*** Opening Working data ***

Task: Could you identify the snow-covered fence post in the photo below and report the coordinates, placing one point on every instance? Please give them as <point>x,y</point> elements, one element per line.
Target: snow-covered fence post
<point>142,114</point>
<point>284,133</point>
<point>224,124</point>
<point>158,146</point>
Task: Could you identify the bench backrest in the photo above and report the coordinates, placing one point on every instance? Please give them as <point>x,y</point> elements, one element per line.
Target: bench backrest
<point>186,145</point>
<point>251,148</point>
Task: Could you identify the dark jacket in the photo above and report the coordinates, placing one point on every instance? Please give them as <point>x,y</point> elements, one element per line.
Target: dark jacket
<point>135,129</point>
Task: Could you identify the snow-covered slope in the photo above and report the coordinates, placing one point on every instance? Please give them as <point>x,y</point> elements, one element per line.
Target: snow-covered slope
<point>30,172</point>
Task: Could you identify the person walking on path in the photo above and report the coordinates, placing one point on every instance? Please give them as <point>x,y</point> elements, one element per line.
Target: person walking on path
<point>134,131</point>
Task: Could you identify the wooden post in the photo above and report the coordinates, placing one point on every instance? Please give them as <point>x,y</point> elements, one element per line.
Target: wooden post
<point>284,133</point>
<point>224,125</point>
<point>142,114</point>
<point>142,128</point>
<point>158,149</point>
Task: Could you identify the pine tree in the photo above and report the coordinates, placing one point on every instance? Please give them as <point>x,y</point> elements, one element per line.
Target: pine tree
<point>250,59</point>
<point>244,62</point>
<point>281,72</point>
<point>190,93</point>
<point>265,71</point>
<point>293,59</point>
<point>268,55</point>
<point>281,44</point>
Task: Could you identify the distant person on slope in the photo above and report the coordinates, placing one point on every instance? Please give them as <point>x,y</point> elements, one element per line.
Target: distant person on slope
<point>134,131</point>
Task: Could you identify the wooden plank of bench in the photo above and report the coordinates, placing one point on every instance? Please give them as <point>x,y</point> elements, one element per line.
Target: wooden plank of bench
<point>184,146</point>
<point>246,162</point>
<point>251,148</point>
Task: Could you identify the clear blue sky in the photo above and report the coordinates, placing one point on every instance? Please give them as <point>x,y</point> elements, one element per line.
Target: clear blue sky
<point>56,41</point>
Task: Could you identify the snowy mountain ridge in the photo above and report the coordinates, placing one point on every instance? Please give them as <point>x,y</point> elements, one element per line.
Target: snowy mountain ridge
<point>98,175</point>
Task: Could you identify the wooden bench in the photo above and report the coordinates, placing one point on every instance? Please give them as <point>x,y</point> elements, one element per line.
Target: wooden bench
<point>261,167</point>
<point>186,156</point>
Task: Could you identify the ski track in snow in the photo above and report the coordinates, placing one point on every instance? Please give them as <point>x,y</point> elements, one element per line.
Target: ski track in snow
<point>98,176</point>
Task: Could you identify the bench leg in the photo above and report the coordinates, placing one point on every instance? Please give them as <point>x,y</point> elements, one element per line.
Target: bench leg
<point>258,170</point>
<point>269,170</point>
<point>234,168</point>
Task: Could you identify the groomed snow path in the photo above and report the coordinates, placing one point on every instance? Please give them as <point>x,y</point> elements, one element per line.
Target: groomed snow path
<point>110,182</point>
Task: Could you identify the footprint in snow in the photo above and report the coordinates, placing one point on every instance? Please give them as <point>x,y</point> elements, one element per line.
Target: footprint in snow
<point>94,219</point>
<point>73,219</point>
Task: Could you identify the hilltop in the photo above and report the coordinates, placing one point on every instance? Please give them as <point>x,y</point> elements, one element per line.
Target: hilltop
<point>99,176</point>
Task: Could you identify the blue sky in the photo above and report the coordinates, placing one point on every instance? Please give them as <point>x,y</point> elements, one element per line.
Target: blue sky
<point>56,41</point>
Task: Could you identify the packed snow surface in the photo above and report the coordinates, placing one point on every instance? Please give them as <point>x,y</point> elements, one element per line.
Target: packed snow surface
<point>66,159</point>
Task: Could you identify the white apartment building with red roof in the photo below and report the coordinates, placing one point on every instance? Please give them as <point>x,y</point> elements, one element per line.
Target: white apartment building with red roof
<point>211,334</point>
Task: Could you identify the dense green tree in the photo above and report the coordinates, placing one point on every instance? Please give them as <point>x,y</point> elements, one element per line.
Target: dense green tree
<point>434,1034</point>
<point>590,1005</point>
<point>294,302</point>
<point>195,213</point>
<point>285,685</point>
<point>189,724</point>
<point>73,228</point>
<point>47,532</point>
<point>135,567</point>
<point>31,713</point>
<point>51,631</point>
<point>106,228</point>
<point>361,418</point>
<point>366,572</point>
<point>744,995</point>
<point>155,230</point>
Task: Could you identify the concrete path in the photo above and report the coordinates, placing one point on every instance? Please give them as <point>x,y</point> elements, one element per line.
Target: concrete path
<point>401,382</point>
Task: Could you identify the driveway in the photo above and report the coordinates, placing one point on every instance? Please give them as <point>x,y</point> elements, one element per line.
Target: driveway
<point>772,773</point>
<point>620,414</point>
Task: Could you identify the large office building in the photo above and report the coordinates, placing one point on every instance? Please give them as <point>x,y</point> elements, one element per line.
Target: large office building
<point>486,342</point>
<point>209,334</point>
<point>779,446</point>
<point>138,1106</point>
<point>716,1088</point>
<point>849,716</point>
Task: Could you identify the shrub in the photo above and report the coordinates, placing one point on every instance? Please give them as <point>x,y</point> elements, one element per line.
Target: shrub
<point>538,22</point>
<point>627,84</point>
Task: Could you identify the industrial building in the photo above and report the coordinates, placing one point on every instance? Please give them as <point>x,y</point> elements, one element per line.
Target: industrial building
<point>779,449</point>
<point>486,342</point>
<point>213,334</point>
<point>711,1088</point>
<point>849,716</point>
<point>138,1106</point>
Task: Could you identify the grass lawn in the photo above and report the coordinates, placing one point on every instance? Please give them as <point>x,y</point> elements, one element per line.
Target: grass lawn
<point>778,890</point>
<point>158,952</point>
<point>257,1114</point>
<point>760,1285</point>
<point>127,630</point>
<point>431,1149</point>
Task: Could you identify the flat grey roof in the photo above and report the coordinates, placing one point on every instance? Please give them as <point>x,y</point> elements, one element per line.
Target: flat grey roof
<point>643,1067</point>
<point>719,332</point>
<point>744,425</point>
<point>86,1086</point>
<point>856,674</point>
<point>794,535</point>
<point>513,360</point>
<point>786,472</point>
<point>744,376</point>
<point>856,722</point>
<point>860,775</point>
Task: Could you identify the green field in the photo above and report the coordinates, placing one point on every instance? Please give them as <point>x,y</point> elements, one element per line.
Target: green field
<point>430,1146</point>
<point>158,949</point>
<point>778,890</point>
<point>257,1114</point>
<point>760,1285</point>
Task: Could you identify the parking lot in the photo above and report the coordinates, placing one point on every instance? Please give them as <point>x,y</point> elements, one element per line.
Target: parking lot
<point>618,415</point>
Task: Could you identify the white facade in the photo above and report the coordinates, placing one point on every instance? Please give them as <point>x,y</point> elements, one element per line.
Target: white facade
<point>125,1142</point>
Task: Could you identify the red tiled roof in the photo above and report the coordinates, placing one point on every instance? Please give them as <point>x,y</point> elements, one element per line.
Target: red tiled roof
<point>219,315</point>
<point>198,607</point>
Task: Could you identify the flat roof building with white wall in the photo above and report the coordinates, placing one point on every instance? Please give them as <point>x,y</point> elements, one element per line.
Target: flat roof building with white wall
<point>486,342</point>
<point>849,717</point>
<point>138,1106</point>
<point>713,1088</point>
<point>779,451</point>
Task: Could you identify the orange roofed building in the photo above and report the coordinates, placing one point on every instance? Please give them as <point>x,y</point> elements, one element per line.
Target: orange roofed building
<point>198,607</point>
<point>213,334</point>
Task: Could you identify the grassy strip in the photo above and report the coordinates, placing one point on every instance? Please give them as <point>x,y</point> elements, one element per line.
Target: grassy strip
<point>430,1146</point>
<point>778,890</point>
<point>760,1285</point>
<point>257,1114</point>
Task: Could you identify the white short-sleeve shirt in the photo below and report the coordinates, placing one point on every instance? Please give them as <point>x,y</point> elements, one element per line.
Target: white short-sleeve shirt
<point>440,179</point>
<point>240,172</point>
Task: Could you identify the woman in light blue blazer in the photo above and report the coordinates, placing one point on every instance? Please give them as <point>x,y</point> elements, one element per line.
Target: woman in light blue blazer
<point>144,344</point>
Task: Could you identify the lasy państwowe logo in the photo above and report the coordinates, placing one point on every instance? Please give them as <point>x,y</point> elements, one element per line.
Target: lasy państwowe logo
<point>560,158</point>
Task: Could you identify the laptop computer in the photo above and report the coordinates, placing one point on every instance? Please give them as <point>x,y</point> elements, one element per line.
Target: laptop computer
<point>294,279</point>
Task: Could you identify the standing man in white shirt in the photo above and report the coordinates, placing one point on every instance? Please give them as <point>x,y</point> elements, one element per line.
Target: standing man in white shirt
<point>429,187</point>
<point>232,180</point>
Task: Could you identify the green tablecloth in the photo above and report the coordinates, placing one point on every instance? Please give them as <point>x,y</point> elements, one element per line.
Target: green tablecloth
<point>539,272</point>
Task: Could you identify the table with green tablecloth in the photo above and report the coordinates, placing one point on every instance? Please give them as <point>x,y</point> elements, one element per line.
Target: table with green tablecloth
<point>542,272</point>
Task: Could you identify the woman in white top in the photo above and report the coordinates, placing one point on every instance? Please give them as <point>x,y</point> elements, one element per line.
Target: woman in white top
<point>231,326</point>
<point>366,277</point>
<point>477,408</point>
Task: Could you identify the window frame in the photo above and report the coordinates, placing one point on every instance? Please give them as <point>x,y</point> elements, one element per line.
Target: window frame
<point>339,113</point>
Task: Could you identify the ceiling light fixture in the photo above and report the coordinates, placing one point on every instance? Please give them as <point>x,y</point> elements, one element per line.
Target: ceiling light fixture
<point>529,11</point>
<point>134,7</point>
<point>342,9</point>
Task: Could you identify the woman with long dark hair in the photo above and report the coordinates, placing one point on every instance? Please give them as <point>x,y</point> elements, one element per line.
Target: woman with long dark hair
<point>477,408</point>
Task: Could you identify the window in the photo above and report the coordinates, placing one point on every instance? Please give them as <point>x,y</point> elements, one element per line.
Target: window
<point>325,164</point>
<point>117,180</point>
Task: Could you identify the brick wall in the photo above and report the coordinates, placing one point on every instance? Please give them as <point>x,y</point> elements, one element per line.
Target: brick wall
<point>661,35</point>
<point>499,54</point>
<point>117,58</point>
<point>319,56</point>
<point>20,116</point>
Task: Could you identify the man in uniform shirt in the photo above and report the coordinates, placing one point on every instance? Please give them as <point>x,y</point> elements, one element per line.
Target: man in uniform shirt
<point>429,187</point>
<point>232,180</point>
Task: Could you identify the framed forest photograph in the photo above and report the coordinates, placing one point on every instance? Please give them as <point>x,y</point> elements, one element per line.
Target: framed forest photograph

*** Closing Working data ***

From the entries, copy every line in which the word "framed" occurs.

Task: Could you identify the framed forest photograph in the photo above and report the coordinates, placing one point on every instance? Please give them as <point>x,y</point> elements, one element per line.
Target: framed forest photograph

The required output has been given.